Dataset records:
╭──

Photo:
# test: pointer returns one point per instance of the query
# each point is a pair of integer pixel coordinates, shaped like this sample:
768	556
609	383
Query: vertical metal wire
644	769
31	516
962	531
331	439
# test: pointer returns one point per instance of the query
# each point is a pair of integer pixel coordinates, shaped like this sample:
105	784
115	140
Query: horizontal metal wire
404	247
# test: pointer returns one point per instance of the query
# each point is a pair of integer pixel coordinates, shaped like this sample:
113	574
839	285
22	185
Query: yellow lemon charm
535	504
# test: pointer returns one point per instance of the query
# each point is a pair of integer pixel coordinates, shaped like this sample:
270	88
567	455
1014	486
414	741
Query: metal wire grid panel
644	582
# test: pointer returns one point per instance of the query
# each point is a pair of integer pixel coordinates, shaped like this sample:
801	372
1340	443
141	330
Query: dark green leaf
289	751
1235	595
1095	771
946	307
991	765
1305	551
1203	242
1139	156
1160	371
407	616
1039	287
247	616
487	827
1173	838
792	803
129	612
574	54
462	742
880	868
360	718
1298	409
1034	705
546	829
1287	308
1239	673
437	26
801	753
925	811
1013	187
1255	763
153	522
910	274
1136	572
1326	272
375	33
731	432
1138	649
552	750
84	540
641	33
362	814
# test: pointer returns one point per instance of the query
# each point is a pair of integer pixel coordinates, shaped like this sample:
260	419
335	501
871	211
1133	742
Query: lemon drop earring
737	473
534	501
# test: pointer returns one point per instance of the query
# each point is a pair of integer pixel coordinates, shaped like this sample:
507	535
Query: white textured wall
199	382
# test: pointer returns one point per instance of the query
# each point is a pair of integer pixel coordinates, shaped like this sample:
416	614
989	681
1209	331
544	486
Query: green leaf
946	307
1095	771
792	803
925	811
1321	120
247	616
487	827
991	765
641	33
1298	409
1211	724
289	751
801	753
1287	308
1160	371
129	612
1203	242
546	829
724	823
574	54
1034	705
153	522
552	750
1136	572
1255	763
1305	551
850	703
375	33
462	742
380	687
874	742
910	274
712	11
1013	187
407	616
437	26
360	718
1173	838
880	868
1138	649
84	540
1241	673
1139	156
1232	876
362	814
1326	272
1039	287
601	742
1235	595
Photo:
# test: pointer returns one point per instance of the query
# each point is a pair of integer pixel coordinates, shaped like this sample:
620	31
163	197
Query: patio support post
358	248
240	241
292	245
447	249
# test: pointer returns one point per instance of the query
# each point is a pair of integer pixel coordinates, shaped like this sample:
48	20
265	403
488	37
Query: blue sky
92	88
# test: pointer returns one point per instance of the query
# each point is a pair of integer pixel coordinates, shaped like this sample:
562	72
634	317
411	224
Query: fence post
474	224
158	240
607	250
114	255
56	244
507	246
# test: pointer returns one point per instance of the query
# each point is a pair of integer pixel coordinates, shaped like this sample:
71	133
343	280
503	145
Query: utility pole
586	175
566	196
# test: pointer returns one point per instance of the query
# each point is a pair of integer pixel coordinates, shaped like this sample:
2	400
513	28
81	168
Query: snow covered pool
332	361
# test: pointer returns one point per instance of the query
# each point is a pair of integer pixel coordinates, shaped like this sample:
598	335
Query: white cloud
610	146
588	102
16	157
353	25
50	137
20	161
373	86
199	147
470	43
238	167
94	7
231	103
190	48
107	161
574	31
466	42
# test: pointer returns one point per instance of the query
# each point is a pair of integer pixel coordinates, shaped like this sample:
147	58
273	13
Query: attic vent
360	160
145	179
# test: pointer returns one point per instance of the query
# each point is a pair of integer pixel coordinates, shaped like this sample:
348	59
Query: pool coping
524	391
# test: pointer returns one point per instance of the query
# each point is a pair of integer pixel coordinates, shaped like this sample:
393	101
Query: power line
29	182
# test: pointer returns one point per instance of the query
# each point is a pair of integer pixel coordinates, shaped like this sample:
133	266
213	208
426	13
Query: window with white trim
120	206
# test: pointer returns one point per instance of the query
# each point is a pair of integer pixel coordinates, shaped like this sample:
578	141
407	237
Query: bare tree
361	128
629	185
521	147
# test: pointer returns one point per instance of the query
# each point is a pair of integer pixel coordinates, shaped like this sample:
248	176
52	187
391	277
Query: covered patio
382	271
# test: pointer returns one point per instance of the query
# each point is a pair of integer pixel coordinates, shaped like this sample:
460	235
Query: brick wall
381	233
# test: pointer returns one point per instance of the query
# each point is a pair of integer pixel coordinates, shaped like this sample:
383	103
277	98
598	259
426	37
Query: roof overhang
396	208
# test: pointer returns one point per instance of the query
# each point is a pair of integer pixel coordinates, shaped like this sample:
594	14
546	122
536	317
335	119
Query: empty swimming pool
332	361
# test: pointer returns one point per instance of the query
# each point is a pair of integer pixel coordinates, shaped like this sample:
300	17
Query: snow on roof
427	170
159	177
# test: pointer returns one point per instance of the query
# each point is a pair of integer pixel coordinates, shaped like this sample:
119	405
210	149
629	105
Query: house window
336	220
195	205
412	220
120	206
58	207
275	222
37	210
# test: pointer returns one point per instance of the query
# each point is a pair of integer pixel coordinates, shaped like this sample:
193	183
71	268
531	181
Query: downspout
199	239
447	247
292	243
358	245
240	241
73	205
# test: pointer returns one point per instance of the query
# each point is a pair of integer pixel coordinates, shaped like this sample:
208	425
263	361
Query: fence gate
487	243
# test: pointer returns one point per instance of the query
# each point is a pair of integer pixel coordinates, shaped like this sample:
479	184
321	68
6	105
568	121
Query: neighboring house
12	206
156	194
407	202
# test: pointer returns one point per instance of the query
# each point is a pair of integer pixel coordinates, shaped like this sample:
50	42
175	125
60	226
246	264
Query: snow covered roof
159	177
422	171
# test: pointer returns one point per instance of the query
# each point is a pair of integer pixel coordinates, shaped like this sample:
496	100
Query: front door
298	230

╰──

What is needed: Restate the data above exactly, keeping each word as it stands.

Full output:
Photo:
# test: pointer returns one point per instance of the query
# each point is a pair of integer pixel coordinates, shaped like this sample:
768	556
609	383
Query: vertical metal wire
644	769
31	516
962	531
331	439
# test: pointer returns one point per instance of the query
# each point is a pair of integer pixel coordinates, shaped like this sample:
105	784
115	140
Query: horizontal metal wire
404	247
# test: pointer returns one point per instance of the query
# each point is a pair of integer pixel coordinates, shaped like this sample:
113	574
839	285
22	185
Query: yellow lemon charm
535	504
# test: pointer returns one point per instance of the query
# each point is a pair of integer pixel coordinates, shaped like this sample:
270	88
567	455
1014	486
414	741
Query: metal wire grid panel
644	582
# test: pointer returns one point per instance of the query
# each point is a pair of integer pixel coordinates, shaped like this sample:
801	372
1340	443
141	330
Query: dark green leaf
289	751
1235	595
1095	771
946	307
991	765
1305	551
1203	242
1139	156
1160	371
407	616
1039	287
247	616
487	827
1173	838
792	803
129	612
574	54
462	742
880	868
360	718
1298	409
1034	705
546	829
1287	308
1239	673
437	26
801	753
925	811
1013	187
1255	763
153	522
910	274
1136	572
1326	272
375	33
731	432
1138	649
552	750
84	540
641	33
362	814
# test: pointer returns one point per instance of the query
# each point is a pair of integer pixel coordinates, shaped like this sample:
260	419
335	501
871	211
1133	742
Query: lemon drop earring
737	473
534	501
# test: pointer returns one point per instance of the query
# each point is a pair of integer pixel coordinates, shaped like this sample:
507	535
Query: white textured wall
199	382
# test: pointer returns one point per instance of the query
# each point is a pair of integer pixel coordinates, shaped like this sample:
416	614
989	681
1209	331
544	486
Query: green leaf
946	307
1095	771
792	803
925	811
1321	120
247	616
487	827
991	765
641	33
1298	409
1211	724
289	751
801	753
1287	308
1160	371
129	612
1203	242
546	829
724	823
574	54
1034	705
153	522
552	750
1136	572
1255	763
1305	551
850	703
375	33
462	742
380	687
874	742
910	274
712	11
1013	187
407	616
437	26
360	718
1173	838
880	868
1138	649
84	540
1241	673
1139	156
1232	876
362	814
1326	272
1039	287
601	742
1235	595
Photo:
# test: pointer returns one point per instance of the query
# each point is a pair of integer pixel coordinates, shaped like this sample:
620	31
163	197
Query: patio support post
358	248
240	241
292	245
447	249
# test: pointer returns one point per instance of the query
# each point is a pair of integer pixel coordinates, shaped like this sample:
48	20
265	403
488	37
Query: blue sky
92	88
# test: pointer returns one point per instance of the query
# each point is a pair of integer pixel coordinates, shaped like this sample:
562	72
634	317
411	224
Query: fence post
474	224
158	240
607	250
114	255
56	244
507	246
# test: pointer returns one point per instance of the query
# each point is a pair of integer pixel coordinates, shaped like this sample:
71	133
343	280
503	145
Query: utility pole
586	175
566	196
# test: pointer returns one point per instance of the query
# each point is a pair of integer pixel coordinates, shaped like this sample:
2	400
513	28
81	168
Query: snow covered pool
332	361
# test: pointer returns one point per instance of the query
# each point is a pair of integer pixel coordinates, shaped like this sample:
598	335
Query: white cloud
610	146
588	102
16	157
353	25
50	137
20	161
373	86
199	147
470	43
238	167
94	7
231	103
190	48
107	161
574	31
466	42
# test: pointer returns one point per instance of the query
# each point is a pair of integer pixel coordinates, shaped like this sample:
147	58
273	13
Query: attic vent
360	160
145	179
# test: pointer returns one point per instance of the query
# each point is a pair of integer pixel coordinates, shaped like this sample:
348	59
Query: pool coping
524	391
# test: pointer returns one point per instance of the query
# each point is a pair of integer pixel coordinates, shaped like this sample:
393	101
Query: power line
29	182
# test: pointer returns one point per instance of the query
# each point is a pair of integer pixel coordinates, shaped like this sample:
133	266
213	208
426	13
Query: window with white trim
120	206
# test: pointer returns one point per instance of the query
# each point is a pair of integer pixel coordinates, shaped like this sample:
578	141
407	237
Query: bare tree
361	128
629	185
521	147
# test: pointer returns one point per instance of the query
# each point is a pair of integer pixel coordinates, shaped like this sample:
248	176
52	187
391	277
Query: covered patio
382	271
# test: pointer returns one point per instance of the query
# each point is a pair of integer pixel coordinates, shaped like this sample:
460	235
Query: brick wall
381	233
# test: pointer returns one point per instance of the query
# each point is a pair of integer pixel coordinates, shaped like this sample:
383	103
277	98
598	259
426	37
Query: roof overhang
396	208
# test: pointer returns one point per instance of the query
# each point is a pair of integer pixel coordinates, shaped like this sample:
594	14
546	122
536	317
335	119
Query: empty swimming pool
332	361
# test: pointer returns one point per instance of the query
# each point is a pair of integer pixel coordinates, shaped like this sample:
300	17
Query: snow on roof
427	170
159	177
# test: pointer returns one point per instance of the query
# each point is a pair of integer pixel coordinates, shaped like this sample:
119	405
210	149
629	105
Query: house window
336	220
195	205
412	220
120	206
58	207
275	222
37	210
# test: pointer returns one point per instance of the query
# each point is a pair of integer pixel coordinates, shaped like this sample:
193	183
71	268
531	181
Query: downspout
199	239
447	247
292	243
358	245
240	241
73	205
# test: pointer returns one point per instance of the query
# each point is a pair of integer pixel coordinates, shaped like this sample:
208	425
263	361
Query: fence gate
487	243
# test: pointer returns one point per instance of the query
# each point is a pair of integer pixel coordinates, shaped like this sample:
479	184
321	68
6	105
568	121
Query: neighboring house
12	206
156	194
407	202
# test: pointer returns one point per instance of the query
# each point is a pair of integer pixel coordinates, shaped like this sample:
50	42
175	125
60	226
246	264
Query: snow covered roof
159	177
422	171
# test: pointer returns one point per instance of the query
# each point is a pair of integer pixel coordinates, shaped like this sample:
496	100
Query: front door
298	230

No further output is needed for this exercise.